— Problem —
List every line in the records below that contains the word "pier", copying each line in full.

— Given information —
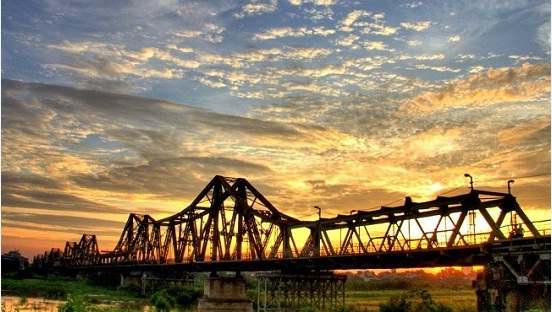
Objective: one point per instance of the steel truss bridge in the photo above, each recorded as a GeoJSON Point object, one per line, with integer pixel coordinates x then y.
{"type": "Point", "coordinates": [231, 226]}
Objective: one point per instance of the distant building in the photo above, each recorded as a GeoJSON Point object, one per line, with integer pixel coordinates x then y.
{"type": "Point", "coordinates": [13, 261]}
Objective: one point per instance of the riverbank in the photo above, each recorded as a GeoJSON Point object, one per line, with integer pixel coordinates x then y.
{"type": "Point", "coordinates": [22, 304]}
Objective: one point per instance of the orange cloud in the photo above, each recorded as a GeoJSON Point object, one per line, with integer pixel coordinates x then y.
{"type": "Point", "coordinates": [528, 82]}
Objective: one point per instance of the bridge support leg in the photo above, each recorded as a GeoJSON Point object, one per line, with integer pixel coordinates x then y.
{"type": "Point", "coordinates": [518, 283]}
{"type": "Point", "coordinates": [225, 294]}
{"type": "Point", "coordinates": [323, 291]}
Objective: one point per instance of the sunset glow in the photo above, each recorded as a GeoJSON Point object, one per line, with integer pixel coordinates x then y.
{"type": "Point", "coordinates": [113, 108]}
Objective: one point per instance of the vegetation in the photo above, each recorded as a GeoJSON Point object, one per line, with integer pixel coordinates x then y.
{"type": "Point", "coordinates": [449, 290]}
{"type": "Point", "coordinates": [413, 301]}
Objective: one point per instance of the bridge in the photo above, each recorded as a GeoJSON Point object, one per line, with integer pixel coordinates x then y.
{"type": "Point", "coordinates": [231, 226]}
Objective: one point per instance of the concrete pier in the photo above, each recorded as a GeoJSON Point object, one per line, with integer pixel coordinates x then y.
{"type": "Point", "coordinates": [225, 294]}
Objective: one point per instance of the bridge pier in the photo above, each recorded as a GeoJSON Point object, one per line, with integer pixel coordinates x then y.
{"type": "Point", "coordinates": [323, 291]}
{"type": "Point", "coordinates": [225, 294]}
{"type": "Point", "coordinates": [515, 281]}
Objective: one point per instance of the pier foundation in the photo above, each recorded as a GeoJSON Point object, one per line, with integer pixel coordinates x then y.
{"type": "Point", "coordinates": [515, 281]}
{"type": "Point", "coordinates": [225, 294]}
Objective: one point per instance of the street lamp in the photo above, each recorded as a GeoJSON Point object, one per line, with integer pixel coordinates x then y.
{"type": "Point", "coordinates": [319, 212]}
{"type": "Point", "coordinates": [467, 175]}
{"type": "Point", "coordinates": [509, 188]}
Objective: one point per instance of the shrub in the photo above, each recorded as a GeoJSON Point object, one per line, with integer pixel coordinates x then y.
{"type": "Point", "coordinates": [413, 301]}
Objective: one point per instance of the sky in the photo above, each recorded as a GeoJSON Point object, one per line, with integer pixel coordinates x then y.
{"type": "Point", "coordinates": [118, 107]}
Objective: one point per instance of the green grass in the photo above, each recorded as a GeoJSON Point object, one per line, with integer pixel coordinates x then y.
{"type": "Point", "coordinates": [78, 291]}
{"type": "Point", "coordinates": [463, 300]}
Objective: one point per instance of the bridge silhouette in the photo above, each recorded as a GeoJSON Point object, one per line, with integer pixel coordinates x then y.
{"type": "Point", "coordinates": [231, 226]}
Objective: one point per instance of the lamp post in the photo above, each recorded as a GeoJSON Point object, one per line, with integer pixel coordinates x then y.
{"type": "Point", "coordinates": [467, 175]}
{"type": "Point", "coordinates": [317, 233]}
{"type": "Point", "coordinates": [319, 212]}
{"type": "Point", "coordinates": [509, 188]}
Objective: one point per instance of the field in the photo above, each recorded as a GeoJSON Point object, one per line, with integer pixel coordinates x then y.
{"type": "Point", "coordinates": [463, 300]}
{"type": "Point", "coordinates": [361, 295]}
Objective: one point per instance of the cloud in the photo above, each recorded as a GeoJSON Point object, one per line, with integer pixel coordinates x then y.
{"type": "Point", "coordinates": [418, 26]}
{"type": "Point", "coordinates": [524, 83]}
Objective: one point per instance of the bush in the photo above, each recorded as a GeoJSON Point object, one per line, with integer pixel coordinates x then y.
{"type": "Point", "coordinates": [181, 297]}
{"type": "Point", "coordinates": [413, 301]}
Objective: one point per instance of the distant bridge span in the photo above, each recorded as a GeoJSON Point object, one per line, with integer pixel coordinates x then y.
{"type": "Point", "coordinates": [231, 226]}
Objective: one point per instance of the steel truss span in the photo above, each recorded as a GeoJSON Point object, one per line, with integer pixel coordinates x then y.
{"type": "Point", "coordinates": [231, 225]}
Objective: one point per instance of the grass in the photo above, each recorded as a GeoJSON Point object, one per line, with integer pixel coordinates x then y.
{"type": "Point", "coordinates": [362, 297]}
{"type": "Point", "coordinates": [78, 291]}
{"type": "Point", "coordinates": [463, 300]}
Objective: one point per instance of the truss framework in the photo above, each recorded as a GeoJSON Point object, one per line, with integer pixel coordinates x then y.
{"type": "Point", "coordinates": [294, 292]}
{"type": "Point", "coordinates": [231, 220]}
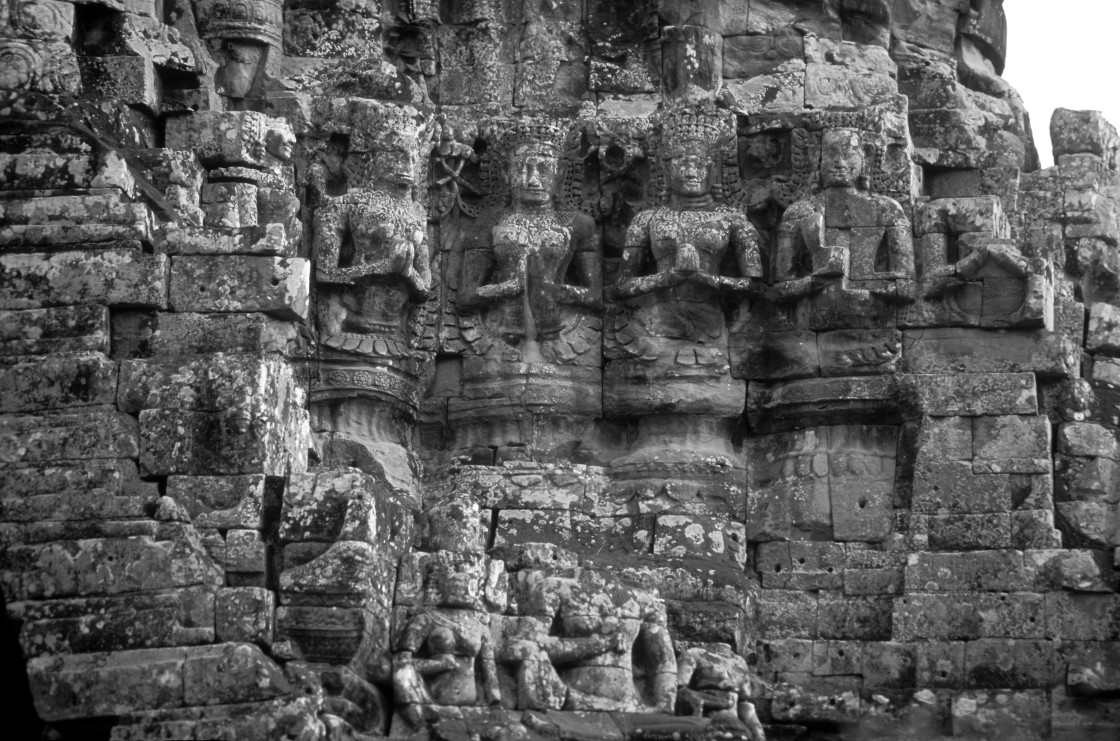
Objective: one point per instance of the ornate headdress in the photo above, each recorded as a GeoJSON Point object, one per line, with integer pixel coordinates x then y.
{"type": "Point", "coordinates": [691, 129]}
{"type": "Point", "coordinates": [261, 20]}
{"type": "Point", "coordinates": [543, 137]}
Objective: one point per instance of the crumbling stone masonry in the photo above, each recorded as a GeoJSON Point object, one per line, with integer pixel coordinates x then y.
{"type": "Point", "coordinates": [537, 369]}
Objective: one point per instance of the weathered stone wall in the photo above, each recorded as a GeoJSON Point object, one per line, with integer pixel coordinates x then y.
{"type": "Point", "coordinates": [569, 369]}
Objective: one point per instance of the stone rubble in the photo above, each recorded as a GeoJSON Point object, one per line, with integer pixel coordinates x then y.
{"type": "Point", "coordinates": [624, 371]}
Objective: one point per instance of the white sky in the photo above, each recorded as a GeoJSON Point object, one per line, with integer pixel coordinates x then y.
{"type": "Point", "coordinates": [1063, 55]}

==

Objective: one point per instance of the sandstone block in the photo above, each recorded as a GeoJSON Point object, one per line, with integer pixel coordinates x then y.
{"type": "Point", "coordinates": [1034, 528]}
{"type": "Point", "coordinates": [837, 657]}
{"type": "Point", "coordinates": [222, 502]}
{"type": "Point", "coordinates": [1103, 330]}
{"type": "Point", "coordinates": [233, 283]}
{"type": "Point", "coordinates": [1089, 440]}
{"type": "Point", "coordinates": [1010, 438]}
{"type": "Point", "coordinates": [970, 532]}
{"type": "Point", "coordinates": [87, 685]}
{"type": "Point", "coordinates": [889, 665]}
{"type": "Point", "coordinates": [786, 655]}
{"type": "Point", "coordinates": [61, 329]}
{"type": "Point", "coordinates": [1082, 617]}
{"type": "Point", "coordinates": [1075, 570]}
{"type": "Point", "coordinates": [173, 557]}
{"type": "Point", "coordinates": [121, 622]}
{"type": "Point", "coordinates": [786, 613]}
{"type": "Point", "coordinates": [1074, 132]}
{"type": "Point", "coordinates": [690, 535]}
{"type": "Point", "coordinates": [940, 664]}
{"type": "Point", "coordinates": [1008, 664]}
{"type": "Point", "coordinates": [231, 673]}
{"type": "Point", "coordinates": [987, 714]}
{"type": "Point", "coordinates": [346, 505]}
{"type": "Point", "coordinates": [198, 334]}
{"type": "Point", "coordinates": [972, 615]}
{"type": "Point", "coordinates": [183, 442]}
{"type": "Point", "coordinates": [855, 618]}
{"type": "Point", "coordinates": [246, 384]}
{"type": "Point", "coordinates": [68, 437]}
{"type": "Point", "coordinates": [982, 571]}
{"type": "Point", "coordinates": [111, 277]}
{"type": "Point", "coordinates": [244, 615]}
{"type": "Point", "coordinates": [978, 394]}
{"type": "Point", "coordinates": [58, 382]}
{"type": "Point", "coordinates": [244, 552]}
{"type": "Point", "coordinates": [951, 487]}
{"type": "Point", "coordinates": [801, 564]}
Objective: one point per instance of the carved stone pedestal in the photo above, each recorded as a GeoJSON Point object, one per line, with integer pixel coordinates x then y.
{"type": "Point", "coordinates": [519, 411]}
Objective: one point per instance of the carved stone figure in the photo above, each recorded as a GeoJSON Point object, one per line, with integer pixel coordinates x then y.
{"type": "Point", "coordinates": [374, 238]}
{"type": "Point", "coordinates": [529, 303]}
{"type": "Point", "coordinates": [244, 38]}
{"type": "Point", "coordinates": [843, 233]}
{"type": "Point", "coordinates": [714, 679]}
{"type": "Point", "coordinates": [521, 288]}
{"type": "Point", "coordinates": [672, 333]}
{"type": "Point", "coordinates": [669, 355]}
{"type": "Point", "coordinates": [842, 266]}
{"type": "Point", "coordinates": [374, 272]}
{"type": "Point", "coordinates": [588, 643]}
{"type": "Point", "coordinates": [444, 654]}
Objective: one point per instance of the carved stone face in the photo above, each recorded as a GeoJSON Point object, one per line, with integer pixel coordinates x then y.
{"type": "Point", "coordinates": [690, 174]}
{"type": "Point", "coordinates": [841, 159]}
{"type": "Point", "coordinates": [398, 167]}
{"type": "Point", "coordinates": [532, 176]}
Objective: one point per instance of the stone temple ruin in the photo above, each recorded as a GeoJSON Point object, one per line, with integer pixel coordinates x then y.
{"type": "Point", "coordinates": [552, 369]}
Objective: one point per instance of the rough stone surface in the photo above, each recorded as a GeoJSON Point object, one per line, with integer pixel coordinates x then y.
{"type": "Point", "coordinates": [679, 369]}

— Output for this exercise —
Objective: one point per instance of the concrete pier in the photo above, each recorded as a GeoJSON Point object, one per line, with integer pixel coordinates x then y.
Objective: one point per instance of the bridge pier in the photo above, each recorded as a GeoJSON Point object, one per line, with integer pixel coordinates x then y.
Objective: one point per instance of the pier foundation in the photo above, each recorded as a GeoJSON Point object, one per line, with integer pixel coordinates x then y.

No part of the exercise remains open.